---- Source material

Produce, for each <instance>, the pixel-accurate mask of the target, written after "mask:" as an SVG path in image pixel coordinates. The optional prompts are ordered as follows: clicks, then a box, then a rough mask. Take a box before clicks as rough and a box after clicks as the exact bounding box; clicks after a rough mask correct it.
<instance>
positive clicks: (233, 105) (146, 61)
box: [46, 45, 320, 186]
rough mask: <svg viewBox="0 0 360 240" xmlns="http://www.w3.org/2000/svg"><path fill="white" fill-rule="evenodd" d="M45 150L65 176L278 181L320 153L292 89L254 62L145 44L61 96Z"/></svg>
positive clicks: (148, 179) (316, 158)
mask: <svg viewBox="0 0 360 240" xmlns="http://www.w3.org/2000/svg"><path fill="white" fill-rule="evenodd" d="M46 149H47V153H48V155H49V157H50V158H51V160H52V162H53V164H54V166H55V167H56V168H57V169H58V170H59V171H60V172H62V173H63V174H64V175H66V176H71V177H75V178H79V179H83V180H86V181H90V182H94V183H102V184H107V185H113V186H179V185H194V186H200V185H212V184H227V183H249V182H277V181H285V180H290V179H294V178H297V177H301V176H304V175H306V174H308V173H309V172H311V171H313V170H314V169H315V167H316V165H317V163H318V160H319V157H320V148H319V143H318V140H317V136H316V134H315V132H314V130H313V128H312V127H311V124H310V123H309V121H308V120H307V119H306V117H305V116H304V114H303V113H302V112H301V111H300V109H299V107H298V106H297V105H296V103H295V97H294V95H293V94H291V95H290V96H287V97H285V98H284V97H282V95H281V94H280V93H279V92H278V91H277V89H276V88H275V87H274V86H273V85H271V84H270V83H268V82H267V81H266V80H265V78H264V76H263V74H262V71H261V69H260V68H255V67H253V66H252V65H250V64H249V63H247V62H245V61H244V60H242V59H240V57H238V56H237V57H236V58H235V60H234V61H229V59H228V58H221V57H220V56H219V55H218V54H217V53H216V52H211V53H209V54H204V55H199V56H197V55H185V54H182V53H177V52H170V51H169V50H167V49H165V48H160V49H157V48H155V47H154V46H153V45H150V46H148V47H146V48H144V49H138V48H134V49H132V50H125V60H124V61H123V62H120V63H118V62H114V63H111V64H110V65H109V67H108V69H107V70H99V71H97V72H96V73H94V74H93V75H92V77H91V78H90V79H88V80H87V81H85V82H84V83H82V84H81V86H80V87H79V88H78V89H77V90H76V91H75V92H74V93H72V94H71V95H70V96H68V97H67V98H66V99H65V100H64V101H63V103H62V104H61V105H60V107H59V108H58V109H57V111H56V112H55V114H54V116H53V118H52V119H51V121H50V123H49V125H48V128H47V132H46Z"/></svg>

--------

# [Exercise]
Print the lines above, unchanged, from the start of the records to the line with "box: [46, 45, 320, 186]", including that final line.

# [Solution to the problem]
Produce, for each <instance>, the pixel-accurate mask of the target, written after "mask:" as an SVG path in image pixel coordinates. The optional prompts are ordered as follows: clicks, then a box, then a rough mask. Take a box before clicks as rough and a box after clicks as the exact bounding box; clicks after a rough mask correct it.
<instance>
positive clicks: (233, 105) (146, 61)
box: [46, 45, 320, 186]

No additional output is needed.